* Work instructions:
Every line that contains the word "woman" is to be copied from the listing.

***

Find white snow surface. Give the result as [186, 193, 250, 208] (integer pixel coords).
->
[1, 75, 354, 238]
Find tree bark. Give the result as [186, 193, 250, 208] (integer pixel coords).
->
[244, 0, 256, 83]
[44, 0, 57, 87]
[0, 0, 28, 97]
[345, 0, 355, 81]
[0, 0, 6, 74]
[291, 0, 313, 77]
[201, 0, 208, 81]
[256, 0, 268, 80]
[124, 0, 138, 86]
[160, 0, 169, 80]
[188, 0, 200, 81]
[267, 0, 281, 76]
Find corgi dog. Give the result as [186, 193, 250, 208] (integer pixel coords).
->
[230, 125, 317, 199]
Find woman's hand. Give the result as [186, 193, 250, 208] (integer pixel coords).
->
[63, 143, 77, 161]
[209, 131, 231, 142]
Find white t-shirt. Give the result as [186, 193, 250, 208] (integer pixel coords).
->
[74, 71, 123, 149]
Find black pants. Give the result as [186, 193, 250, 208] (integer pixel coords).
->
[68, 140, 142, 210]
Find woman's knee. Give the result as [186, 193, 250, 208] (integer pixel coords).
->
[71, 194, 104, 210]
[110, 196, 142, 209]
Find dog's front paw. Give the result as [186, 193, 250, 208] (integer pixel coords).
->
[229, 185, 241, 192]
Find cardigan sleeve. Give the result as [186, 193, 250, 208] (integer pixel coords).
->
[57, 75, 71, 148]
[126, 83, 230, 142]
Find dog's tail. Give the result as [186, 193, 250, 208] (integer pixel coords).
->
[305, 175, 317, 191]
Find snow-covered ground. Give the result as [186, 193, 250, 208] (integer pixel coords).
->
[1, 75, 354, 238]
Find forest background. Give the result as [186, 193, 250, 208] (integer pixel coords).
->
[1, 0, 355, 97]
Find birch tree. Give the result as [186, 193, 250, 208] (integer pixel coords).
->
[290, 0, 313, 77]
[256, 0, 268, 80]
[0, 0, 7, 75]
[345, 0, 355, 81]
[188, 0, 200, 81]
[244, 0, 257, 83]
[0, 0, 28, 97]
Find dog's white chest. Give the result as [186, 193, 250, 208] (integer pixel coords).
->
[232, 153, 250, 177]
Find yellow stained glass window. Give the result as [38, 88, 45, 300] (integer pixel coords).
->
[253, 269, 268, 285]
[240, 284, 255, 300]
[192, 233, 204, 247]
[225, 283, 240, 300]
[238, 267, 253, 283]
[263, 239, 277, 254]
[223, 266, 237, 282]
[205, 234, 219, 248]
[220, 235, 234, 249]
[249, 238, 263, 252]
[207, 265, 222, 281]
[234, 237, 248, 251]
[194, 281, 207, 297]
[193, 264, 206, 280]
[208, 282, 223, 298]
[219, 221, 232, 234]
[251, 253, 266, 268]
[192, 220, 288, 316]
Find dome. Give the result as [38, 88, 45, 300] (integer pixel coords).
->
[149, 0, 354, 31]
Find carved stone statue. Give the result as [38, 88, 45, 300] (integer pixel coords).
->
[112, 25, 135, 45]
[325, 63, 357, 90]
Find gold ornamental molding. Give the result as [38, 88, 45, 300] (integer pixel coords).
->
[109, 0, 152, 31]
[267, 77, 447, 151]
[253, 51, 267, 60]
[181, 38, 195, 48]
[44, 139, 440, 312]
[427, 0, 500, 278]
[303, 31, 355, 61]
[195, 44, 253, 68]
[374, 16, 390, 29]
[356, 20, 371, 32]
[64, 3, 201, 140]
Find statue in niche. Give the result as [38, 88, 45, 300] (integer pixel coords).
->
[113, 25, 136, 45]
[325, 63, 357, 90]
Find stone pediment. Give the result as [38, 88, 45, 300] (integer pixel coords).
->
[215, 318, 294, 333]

***

* Exercise answer:
Find woman's hand. Give the result as [186, 193, 250, 208] (integer pixel coords).
Find woman's knee. Give the result as [186, 193, 250, 208] (integer pixel coords).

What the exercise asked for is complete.